RECORDS FOR THIS EXERCISE:
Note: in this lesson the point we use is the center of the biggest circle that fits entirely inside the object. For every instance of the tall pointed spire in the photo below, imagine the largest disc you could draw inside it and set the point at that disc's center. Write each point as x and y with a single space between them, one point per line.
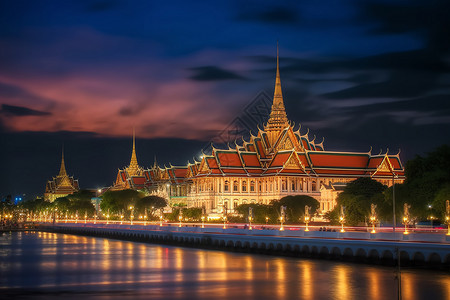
133 162
278 119
62 170
277 95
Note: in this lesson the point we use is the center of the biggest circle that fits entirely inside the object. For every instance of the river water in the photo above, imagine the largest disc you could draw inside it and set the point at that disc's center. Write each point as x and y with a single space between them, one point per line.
53 266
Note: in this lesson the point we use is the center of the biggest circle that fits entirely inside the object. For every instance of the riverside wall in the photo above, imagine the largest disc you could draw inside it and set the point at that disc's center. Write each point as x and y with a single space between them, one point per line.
414 249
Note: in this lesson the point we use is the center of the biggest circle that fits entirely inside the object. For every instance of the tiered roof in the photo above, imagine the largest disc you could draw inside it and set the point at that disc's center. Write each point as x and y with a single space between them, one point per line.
131 177
279 149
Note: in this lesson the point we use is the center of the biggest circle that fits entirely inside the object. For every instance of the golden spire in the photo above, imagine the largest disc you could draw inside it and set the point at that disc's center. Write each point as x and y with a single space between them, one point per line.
133 162
277 95
62 170
278 118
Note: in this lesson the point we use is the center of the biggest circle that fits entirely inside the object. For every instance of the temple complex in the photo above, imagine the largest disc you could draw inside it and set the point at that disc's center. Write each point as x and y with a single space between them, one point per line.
278 161
131 177
61 185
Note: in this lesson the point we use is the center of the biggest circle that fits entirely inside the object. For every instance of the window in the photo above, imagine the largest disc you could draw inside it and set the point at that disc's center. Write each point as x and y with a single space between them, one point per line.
252 186
284 185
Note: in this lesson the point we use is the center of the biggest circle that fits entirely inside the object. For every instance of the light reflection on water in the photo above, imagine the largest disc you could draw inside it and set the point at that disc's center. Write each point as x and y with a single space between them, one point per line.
47 265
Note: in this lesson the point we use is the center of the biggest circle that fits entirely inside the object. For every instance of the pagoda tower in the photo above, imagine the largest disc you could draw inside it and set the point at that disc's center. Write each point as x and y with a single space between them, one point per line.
278 120
61 185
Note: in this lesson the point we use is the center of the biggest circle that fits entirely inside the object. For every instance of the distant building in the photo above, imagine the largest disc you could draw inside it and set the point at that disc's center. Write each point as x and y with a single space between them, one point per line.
61 185
277 162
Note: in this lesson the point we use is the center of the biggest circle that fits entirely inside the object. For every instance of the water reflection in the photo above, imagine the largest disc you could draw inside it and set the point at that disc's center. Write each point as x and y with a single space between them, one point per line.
41 265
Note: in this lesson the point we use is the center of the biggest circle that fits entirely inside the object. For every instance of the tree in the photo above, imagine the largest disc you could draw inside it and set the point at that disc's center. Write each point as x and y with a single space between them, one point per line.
439 202
192 213
357 197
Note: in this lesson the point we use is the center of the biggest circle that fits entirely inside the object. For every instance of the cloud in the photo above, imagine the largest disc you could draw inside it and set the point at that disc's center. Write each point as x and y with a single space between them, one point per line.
213 73
20 111
271 15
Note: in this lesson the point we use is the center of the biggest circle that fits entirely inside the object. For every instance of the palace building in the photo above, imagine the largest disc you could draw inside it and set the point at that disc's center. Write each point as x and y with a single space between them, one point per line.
278 161
61 185
131 177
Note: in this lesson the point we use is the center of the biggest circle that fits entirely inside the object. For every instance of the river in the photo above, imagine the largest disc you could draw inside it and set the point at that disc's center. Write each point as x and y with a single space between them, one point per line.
40 265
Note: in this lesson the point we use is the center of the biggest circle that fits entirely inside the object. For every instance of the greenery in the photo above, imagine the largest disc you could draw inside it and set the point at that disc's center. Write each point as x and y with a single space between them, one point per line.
119 202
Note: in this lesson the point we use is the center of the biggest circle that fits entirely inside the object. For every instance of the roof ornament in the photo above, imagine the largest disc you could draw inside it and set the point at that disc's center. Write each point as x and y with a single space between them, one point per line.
62 169
306 134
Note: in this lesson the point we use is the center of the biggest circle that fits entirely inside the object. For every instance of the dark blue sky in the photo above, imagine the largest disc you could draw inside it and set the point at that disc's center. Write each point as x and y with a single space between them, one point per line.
359 73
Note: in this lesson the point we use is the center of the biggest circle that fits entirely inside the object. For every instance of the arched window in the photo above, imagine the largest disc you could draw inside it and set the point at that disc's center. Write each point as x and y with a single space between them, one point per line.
283 185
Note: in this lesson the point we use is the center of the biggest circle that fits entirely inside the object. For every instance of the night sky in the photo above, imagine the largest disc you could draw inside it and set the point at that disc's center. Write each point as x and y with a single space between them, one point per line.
83 73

WHAT YOU ARE ASKED TO DO:
Give again the lines from the line holding "of the roof" through the close of the listing, both included, exactly as written and with nothing else.

ANSWER TO THE EXERCISE:
Note: in this lesson the point we use is the center of the biggest circle that fits entirely inside the object. For every instance of the roof ornament in the photo above, imagine the largest disc you could draw inside it and set the point at that disc's center. Write each point as x and y with a single space between them, one point per line.
62 169
306 134
Note: in this lesson the point we use is the center of the biggest circle that fits entirely inside the object. For every instance of the dark blue sky in the photo above, imagine the largest disc you could draw inside it and set the point at that disc's center. Write each point as x and y with a single space between them, one point per line.
359 73
Note: in this lesson the point we use is the center of the biggest circle that fits entirely inside the object. For every instance of the arched window in the photo above, imagine the largest disc you could draw inside it and set the point at that disc's center. Write each point as x and y with a single space between them, one point per line.
283 185
Note: in this lesson the point we use is the center of the biggest circle that fits entirely inside the object. For every instance of the night sky in the photo above, imagine the largest disc you could draw inside it and set the point at that disc's center. Write each point as x and y with a single space between them, one point per line.
83 73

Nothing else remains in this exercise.